-------- Source data --------

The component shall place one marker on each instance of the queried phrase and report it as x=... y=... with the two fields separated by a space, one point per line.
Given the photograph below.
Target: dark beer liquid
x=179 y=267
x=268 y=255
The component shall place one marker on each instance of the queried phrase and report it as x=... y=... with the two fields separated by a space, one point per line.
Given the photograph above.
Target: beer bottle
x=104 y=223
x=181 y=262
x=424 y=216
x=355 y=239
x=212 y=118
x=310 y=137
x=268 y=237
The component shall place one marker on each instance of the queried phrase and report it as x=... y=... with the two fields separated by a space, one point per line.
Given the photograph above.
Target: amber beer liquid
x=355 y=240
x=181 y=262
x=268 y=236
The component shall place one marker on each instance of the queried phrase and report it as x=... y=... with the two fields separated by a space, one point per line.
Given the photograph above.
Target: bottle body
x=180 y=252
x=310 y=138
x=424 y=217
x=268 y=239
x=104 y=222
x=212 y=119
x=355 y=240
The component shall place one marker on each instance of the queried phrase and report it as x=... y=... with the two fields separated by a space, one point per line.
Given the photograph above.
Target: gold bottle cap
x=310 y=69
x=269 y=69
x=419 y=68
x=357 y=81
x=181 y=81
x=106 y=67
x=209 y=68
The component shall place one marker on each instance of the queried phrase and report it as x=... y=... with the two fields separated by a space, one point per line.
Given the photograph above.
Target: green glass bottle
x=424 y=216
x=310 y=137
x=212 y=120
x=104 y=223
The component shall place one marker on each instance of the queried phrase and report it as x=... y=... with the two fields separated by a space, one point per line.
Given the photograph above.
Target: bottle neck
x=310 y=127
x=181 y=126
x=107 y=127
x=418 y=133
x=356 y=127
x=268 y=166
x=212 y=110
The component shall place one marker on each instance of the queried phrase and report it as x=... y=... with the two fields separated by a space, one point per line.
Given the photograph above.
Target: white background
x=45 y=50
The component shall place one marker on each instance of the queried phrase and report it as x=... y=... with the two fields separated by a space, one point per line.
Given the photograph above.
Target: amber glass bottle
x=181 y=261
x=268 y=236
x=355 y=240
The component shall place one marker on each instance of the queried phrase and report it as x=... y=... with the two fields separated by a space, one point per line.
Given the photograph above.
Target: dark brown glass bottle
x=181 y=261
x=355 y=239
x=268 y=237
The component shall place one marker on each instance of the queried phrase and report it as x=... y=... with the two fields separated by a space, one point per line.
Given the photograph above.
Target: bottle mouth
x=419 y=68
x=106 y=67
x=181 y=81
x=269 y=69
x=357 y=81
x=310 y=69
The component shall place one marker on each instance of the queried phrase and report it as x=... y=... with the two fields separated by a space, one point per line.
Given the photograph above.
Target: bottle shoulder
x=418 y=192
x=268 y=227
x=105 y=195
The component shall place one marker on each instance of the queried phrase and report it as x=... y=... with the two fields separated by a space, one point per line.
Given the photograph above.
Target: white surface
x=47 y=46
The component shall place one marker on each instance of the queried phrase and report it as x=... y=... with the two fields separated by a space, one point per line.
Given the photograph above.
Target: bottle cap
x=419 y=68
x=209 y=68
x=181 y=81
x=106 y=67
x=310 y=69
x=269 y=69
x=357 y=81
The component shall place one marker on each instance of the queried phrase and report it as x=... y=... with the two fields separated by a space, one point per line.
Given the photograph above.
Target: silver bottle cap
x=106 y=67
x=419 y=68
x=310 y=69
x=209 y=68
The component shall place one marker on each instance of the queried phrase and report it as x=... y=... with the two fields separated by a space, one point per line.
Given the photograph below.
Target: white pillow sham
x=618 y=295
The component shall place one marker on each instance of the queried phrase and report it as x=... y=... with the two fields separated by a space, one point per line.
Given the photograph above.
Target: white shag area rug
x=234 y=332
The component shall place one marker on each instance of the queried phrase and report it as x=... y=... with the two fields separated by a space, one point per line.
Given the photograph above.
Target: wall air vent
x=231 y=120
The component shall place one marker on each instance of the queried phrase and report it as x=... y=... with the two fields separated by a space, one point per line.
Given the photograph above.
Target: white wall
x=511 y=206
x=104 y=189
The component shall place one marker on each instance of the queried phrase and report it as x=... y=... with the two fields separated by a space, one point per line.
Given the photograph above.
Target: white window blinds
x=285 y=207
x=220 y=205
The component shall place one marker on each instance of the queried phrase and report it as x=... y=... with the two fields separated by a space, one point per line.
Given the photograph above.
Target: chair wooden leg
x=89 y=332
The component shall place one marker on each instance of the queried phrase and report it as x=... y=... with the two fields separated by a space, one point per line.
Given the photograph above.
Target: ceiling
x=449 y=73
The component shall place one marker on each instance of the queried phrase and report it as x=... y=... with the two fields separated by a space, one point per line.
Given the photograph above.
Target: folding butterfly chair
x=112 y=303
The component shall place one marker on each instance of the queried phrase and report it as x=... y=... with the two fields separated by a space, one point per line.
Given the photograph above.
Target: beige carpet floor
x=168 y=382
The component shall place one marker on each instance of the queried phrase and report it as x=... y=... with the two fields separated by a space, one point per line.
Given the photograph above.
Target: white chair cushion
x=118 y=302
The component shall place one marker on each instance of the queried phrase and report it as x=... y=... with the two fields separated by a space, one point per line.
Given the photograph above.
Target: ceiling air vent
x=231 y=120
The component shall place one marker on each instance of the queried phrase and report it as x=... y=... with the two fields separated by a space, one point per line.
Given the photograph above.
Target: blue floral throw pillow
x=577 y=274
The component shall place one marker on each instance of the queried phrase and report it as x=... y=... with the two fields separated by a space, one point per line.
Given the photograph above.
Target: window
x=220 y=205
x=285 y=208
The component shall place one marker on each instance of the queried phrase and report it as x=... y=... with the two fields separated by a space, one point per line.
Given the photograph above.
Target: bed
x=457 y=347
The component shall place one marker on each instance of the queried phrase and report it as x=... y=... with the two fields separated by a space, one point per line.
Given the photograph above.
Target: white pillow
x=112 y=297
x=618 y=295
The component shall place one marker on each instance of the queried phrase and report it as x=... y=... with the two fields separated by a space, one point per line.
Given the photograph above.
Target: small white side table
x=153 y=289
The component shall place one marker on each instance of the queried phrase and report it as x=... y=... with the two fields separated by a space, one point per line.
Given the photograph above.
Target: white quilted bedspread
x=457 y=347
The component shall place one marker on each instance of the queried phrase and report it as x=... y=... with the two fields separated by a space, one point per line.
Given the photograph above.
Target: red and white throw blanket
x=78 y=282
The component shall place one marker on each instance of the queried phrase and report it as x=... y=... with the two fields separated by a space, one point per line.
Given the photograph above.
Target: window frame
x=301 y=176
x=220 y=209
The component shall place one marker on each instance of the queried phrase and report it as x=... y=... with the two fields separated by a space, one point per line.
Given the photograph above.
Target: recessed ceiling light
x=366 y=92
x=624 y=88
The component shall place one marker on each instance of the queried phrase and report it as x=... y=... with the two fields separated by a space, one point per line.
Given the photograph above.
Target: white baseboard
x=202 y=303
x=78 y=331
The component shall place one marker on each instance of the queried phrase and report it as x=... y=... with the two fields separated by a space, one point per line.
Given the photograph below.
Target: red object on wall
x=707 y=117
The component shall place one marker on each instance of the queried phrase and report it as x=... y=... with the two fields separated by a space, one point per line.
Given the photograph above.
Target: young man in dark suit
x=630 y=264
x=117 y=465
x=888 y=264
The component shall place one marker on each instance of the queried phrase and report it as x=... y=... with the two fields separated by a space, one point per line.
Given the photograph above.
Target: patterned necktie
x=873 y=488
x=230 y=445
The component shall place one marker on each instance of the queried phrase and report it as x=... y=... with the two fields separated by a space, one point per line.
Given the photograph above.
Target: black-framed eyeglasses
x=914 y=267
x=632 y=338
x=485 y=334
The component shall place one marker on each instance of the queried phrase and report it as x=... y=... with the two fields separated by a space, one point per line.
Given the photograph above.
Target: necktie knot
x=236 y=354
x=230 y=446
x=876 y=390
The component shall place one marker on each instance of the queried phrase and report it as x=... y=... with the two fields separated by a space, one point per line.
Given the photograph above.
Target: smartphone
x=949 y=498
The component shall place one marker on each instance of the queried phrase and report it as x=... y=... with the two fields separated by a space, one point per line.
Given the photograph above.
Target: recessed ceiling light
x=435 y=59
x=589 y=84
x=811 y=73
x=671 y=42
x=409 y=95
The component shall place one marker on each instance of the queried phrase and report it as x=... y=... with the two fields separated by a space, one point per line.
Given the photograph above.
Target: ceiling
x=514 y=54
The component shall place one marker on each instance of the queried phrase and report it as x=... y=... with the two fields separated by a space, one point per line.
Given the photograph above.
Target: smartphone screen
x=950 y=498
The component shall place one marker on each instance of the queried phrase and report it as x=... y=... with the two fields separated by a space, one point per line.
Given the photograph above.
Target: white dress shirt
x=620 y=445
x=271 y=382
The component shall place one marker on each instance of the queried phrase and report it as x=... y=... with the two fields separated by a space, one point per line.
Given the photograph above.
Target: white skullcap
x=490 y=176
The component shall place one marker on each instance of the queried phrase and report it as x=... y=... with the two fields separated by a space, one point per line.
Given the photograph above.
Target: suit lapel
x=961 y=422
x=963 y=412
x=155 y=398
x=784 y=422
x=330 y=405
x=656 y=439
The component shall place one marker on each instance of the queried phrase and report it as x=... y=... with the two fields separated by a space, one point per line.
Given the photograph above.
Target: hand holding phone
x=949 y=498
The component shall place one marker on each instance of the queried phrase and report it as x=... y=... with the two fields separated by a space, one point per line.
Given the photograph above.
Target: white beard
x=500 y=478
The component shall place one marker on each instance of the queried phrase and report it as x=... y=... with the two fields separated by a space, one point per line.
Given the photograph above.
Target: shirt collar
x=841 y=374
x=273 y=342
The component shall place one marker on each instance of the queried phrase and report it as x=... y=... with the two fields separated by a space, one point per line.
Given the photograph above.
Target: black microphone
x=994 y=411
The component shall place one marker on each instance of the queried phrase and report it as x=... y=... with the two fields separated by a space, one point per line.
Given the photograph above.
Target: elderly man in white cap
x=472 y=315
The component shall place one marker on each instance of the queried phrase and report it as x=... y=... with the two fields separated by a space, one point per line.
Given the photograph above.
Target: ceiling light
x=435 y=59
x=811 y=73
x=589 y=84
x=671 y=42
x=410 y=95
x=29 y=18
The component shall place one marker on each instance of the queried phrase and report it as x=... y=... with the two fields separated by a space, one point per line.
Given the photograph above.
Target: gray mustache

--------

Pull out every line in the rows above that contains the word "chair" and list those lines.

- Correct answer -
Target: chair wooden leg
Target: folding butterfly chair
Target: white chair cushion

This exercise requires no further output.